> _Stated problem_
Reproduce the following lines verbatim, from the first to the last, omitting the pictures from your output.

> _Supplied data_
|---|
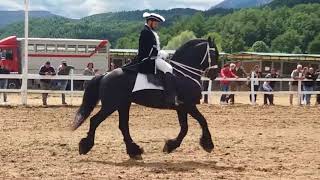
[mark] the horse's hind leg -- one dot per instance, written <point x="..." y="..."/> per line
<point x="205" y="140"/>
<point x="133" y="150"/>
<point x="86" y="144"/>
<point x="172" y="144"/>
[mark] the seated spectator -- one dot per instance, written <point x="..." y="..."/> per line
<point x="89" y="71"/>
<point x="267" y="88"/>
<point x="293" y="85"/>
<point x="308" y="85"/>
<point x="4" y="82"/>
<point x="46" y="70"/>
<point x="225" y="73"/>
<point x="63" y="69"/>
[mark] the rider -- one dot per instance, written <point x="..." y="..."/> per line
<point x="150" y="53"/>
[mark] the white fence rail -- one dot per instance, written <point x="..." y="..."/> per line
<point x="252" y="92"/>
<point x="74" y="77"/>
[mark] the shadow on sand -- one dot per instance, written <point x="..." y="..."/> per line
<point x="179" y="166"/>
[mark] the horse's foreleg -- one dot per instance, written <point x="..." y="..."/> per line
<point x="133" y="150"/>
<point x="205" y="140"/>
<point x="86" y="144"/>
<point x="172" y="144"/>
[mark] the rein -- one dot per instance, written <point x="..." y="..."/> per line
<point x="193" y="70"/>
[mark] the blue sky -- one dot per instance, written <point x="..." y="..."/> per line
<point x="81" y="8"/>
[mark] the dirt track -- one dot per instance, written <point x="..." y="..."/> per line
<point x="251" y="142"/>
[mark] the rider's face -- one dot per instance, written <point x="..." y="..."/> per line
<point x="153" y="24"/>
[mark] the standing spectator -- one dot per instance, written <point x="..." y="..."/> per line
<point x="267" y="88"/>
<point x="46" y="70"/>
<point x="210" y="73"/>
<point x="112" y="66"/>
<point x="89" y="71"/>
<point x="237" y="85"/>
<point x="225" y="73"/>
<point x="63" y="69"/>
<point x="4" y="82"/>
<point x="308" y="85"/>
<point x="256" y="84"/>
<point x="273" y="74"/>
<point x="293" y="85"/>
<point x="233" y="84"/>
<point x="317" y="86"/>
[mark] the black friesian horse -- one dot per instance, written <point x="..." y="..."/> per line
|---|
> _Written answer_
[mark] the horse's hind leg -- one dot per instance, written <point x="..." y="..."/> per line
<point x="205" y="140"/>
<point x="133" y="150"/>
<point x="86" y="144"/>
<point x="172" y="144"/>
[mark] the seated spectator -- one dot per instance, written <point x="..." y="..."/> per line
<point x="89" y="71"/>
<point x="267" y="88"/>
<point x="293" y="85"/>
<point x="308" y="85"/>
<point x="4" y="82"/>
<point x="46" y="70"/>
<point x="225" y="73"/>
<point x="63" y="69"/>
[mark] the rider -- one dot per instance, written <point x="..." y="..."/> per line
<point x="150" y="53"/>
[mark] the white fence rail -- one dot per instance, written <point x="..." y="..."/> per line
<point x="252" y="92"/>
<point x="74" y="77"/>
[mark] the shadow on sand -- one dot per instance, written <point x="..." y="..."/> per line
<point x="179" y="166"/>
[mark] the horse's foreleg -- one dot per instance, written <point x="..." y="..."/> per line
<point x="133" y="150"/>
<point x="205" y="140"/>
<point x="86" y="144"/>
<point x="172" y="144"/>
[mark] the rein -- one dot per instance, written <point x="..." y="..."/> per line
<point x="193" y="70"/>
[mark] the blue sky -- one dot per instance, written <point x="..." y="..."/> per line
<point x="81" y="8"/>
[mark] the dirt track -- one dot per instance, written <point x="..." y="..."/> per line
<point x="251" y="142"/>
[mark] the rider's face -- one dot per instance, written <point x="..." y="..."/> per line
<point x="153" y="24"/>
[mark] the standing spectator -- one dot per instance, written <point x="..." y="..."/> per line
<point x="267" y="88"/>
<point x="46" y="70"/>
<point x="210" y="73"/>
<point x="112" y="66"/>
<point x="89" y="71"/>
<point x="237" y="85"/>
<point x="225" y="73"/>
<point x="63" y="69"/>
<point x="4" y="82"/>
<point x="308" y="85"/>
<point x="256" y="84"/>
<point x="273" y="74"/>
<point x="293" y="85"/>
<point x="233" y="84"/>
<point x="317" y="86"/>
[mark] the black friesian horse -- one dot per instance, written <point x="..." y="..."/> per line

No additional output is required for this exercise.